• **Task set**:
A: Duplicate the passage on recruits' social media from "You would think" up to and including "keystroke would diminish.".
B: Which kinds of photos does the passage on recruits' social media name as typical of a high school student's profile?
C: Resume the passage on recruits' social media after its last sentence.

• **Passage to read**:

You would think that, with as easy as it is to find this information (less than a second if you type fast), high school students would catch on to the dangers of posting certain things in public places online and the instances of students tanking their entire futures in one keystroke would diminish.

After what I learned last week, I can affirm for you that this is not the case. At all.

With the start of a new college academic year looming, a friend who coaches a varsity team recently began a review of the prospects in her database in preparation for reaching out to the high school seniors whom she will consider for her team next season. Some have already filled out recruit forms and sent video links so she knows a bit about them, but others are still complete strangers and required a bit of research – including social media audits to find out how they portrayed themselves in public forums.

Some couldn’t be found at all, either because their name was too common for them to come up in a basic search or because they had ratcheted down their privacy settings as far as they would go. (Smart move.) Still others had profiles that came up looking exactly as one would expect the social media of a high school student to appear – prom photos, horse photos, silly friend photos, and postings about their favorite films and musicians. Nothing exciting or earth-shattering.

And then there were the handful that stood out.

I think you know that I don’t mean “stood out,” as in my friend discovered a really hot prospect who’s Olympic track and hasn’t been discovered by another coach yet. I think you realize I instead mean “stood out” in entirely the wrong way. And while it really should go without saying, readers, allow me to list the following things you should either keep under lock and key through privacy controls on your social media accounts or simply not post at all:

  • The results of your recent spinal surgery (or other similar orthopedic updates). Will having surgery to repair an injury take you out of contention for a spot on a college equestrian team? Not necessarily – context is important, as is the prognosis for recovery and the coach’s needs for his or her team in any given year. By sharing this information publicly before a coach hears it from you directly and by making it instantly accessible to anyone who stumbles across your profile, however, you’re giving the coach significant reason to doubt not only your physical abilities as a part of his or her team, but your communication skills as well.

• **Extracted entries**:
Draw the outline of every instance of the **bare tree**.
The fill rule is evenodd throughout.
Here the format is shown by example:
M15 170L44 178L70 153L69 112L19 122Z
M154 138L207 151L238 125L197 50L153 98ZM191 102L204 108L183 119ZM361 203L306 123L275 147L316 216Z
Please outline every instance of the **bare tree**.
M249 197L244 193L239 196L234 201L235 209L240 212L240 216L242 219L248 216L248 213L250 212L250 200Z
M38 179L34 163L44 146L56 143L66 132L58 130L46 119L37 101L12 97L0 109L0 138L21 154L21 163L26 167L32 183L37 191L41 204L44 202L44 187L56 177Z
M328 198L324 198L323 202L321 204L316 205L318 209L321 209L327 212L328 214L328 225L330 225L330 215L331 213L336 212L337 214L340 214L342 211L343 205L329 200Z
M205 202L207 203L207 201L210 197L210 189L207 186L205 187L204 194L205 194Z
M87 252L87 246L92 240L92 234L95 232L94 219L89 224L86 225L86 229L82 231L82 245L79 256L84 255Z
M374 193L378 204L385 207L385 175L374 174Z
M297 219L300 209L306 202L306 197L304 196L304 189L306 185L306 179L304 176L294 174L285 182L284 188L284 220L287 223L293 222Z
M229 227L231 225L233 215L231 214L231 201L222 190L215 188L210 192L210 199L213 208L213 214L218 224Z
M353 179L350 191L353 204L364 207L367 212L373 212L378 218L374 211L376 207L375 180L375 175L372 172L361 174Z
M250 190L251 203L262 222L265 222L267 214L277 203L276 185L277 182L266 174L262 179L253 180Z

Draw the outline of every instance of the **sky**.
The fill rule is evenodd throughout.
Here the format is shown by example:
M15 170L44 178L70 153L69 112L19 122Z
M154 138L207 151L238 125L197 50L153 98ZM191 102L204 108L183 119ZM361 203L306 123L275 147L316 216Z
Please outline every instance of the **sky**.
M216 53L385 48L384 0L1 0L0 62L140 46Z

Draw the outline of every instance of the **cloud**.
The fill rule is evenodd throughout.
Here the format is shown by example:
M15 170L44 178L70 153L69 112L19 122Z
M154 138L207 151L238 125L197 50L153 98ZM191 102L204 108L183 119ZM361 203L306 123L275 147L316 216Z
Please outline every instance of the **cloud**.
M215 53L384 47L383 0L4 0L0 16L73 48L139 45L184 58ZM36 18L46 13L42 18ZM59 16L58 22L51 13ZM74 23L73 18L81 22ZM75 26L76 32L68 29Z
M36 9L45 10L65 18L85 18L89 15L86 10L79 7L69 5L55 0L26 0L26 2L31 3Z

• **Answers per task**:
A:
You would think that, with as easy as it is to find this information (less than a second if you type fast), high school students would catch on to the dangers of posting certain things in public places online and the instances of students tanking their entire futures in one keystroke would diminish.

B: Prom photos, horse photos, and silly friend photos.

C:
  • Pictures of you and your friends having inappropriate “fun.” Pictures of you and your friends drinking, smoking, and/or flipping the bird at the camera are fun in the moment, perhaps, but the moment you select one of these pictures as your header image for a social media profile (!) or even just make it view-able to the public, you’ve taken yourself out of team contention altogether. I don’t know of a single coach in any sport who will willingly take on a rider who has documented history of underage drinking or blatant disrespect.
  • Inappropriate/revealing statements. If you’re hoping to be a top prospect for an intercollegiate riding team, stating publicly on social media that you’ve been too busy to ride for six months isn’t the best way to ingratiate yourself to coaches who might be looking you up. If you can’t bother to ride, they can’t bother to recruit you; end of story.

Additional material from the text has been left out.